Deprem Performans Raporu ve Bina Depreme Dayanıklılık Raporu
Depreme Dayanıklılık ve Bina Performans Raporları: Neden Önemlidir?
Türkiye, jeolojik yapısı gereği dünyanın en aktif deprem kuşaklarından biri üzerinde yer almakta olup, bu durum yapı güvenliğini ulusal düzeyde hayati bir konu haline getirmektedir. Özellikle son yıllarda meydana gelen depremler, mevcut yapı stoğunun önemli bir kısmının deprem güvenliği açısından yetersiz olduğunu bir kez daha gözler önüne sermiştir. Bu noktada devreye giren “bina deprem performans raporu” ve “depreme dayanıklılık raporu”, yalnızca mühendislik bir değerlendirme aracı olmanın ötesinde, aynı zamanda toplumsal güvenliği ilgilendiren stratejik bir araştırma niteliği de taşımaktadır.
Bu tür raporlar, hem bireysel yapı sahipleri hem de kamu kurumları için binanın depreme karşı mevcut dayanım seviyesini oldukça detaylı bir şekilde ortaya koyar. Böylece, can ve mal kaybının önlenmesi adına güçlendirme ya da yenileme gibi kritik kararlar bu somut teknik verilerle desteklenebilir. Bu yazımızda, bina performans raporu nedir, nasıl alınır, hangi analiz ve uygulama adımlarını içerir ve riskli yapı tespiti durumunda nasıl bir yol izlenmelidir gibi sorulara kapsamlı ve teknik temelli yanıtlar sunacağız.
Bina Performans Raporu Nedir? Depreme Dayanıklılık Raporuyla Farkı Var mı?
“Bina performans analizi raporu” ya da halk arasında sıkça kullanılan haliyle “depreme dayanıklılık raporu”, teknik olarak aynı amacı taşıyan mühendislik raporlarıdır. Her ikisi de mevcut bir yapının deprem anındaki davranışını simüle ederek, yapının güvenli olup olmadığını belirlemeyi hedefler. Raporlama sürecinde yapı, yürürlükteki yönetmeliklere (özellikle 2018 Türkiye Bina Deprem Yönetmeliği – TBDY 2018) göre değerlendirilir. Binanın taşıyıcı sistem elemanları (kolonlar, kirişler, perdeler, döşemeler vb.), zemin özellikleri, malzeme dayanımları ve yapısal düzensizlikleri dikkate alınarak deprem performansı hesaplanır.
Bu raporların temel amacı; bir binanın olası bir deprem karşısında can güvenliğini ne ölçüde sağlayabileceğini ortaya koymaktır. Yapının “göçme”, “ağır hasar”, “kontrollü hasar” veya “sınırlı hasar” gibi performans seviyelerinden hangisinde olduğu belirlenir. Özellikle kullanımda olan yapıların yıkılma riski taşıyıp taşımadığı, güçlendirme gerektirip gerektirmediği gibi kritik sorular bu rapor sayesinde bilimsel olarak yanıtlanabilir.

Alıştırma Gereksinimleri |
Bina deprem performans raporlarını anlatan yukarıdaki metni, son cümlesinden sonra devam ettirin.

Sağlanan Bilgiler |

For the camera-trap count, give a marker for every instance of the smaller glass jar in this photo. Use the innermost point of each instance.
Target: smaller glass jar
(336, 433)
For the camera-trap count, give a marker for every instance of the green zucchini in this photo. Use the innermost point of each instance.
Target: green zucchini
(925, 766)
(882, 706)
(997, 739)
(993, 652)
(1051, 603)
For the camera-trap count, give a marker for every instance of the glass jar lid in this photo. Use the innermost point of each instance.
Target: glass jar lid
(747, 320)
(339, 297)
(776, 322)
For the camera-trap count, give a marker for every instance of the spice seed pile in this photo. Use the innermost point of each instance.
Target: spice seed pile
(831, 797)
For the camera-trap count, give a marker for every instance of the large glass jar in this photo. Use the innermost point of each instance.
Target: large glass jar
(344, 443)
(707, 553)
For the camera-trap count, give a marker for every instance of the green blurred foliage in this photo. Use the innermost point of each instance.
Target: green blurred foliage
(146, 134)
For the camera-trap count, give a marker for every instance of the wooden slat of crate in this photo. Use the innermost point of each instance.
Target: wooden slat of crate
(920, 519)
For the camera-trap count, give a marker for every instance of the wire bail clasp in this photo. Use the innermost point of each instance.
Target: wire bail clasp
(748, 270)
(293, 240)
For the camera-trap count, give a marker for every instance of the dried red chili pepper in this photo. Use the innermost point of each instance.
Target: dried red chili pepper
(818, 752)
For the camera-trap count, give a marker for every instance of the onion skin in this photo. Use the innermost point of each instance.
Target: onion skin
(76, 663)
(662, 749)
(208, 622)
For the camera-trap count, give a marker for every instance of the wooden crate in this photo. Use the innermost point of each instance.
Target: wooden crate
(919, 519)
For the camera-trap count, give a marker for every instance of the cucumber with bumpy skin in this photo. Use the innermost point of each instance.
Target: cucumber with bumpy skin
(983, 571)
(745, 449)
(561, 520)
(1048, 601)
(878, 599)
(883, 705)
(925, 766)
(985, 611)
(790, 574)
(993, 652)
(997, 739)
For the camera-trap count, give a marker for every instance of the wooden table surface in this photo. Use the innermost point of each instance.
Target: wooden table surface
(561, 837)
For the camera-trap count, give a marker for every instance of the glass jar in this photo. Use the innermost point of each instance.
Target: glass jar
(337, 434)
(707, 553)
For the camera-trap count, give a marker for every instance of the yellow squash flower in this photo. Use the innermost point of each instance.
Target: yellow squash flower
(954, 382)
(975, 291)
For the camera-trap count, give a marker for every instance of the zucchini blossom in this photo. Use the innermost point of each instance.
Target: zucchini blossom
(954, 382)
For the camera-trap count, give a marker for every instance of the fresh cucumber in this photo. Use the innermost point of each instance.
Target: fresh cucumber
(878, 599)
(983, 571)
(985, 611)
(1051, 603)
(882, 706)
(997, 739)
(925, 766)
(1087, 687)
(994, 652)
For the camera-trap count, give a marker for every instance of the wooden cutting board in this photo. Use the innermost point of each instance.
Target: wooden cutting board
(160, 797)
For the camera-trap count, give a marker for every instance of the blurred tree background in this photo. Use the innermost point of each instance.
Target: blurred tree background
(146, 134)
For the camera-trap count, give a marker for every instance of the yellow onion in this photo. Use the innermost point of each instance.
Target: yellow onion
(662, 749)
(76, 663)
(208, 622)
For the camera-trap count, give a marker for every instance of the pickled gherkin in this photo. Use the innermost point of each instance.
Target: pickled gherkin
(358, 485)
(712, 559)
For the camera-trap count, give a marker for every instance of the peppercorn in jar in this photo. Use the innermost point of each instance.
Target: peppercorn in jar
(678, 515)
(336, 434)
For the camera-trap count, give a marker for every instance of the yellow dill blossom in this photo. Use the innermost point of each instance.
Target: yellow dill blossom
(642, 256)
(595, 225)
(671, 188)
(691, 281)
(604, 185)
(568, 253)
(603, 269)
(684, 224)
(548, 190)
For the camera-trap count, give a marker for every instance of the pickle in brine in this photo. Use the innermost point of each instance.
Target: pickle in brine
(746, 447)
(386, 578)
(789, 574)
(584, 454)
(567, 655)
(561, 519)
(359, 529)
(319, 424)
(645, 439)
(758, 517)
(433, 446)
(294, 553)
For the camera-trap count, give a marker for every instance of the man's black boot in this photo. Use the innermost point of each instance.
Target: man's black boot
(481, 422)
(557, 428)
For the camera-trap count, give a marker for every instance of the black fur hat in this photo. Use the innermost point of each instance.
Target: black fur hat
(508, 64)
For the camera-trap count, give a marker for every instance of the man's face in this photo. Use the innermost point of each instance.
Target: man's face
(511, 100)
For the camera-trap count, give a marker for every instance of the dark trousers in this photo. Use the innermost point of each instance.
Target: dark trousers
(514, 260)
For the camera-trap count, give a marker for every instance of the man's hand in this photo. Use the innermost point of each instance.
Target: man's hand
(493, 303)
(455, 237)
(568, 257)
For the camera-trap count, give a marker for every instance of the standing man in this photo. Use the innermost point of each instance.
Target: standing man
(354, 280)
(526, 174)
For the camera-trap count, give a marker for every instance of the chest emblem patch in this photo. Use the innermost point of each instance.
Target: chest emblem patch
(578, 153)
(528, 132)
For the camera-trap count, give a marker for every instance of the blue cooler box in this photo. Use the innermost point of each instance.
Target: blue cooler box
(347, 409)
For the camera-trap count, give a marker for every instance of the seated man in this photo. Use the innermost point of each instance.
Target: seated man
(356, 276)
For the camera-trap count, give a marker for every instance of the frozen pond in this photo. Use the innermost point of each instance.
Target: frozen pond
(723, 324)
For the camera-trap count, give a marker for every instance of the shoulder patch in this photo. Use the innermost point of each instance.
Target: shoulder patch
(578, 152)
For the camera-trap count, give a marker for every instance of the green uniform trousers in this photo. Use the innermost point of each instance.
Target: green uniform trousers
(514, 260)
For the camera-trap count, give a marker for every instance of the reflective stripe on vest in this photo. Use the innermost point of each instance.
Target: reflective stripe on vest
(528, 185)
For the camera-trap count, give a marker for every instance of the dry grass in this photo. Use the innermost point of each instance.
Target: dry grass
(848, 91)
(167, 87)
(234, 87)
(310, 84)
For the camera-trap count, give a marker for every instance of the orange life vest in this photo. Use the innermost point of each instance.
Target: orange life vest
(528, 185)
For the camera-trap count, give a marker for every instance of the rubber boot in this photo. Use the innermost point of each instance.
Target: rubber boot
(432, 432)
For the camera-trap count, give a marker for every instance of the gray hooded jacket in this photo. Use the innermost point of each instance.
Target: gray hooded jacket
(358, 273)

Yanıt Olarak |
Yönetmeliklere Göre Değerlendirme: TBDY 2018’in Rolü
Türkiye’de yapıların deprem dayanımı açısından değerlendirilmesinde esas alınan en güncel ve bağlayıcı yasal çerçeve, 2018 yılında yürürlüğe giren Türkiye Bina Deprem Yönetmeliği’dir (TBDY 2018). Bu yönetmelik, hem yeni yapılacak binaların tasarımına hem de mevcut yapıların performans analizine dair kapsamlı teknik kriterler sunar. Bu çerçevede hazırlanan bina performans analizleri, yapının taşıyıcı sistem elemanlarının modellenmesi, malzeme dayanımı ölçümleri (örneğin karot, donatı tespiti), zemin parametrelerinin belirlenmesi ve doğrusal/ doğrusal olmayan analiz yöntemleriyle hesaplamaları içerir.
Sonuç olarak, bir yapının deprem güvenliği seviyesi, yalnızca gözleme dayalı değil; sayısal veriler, yapısal analiz sonuçları ve mühendislik ilkeleri ışığında değerlendirilmektedir. Elde edilen verilerle oluşturulan “bina deprem performans raporu”, yapının mevcut haliyle güvenli olup olmadığını belirlerken, aynı zamanda güçlendirme projeleri için de temel teşkil eder.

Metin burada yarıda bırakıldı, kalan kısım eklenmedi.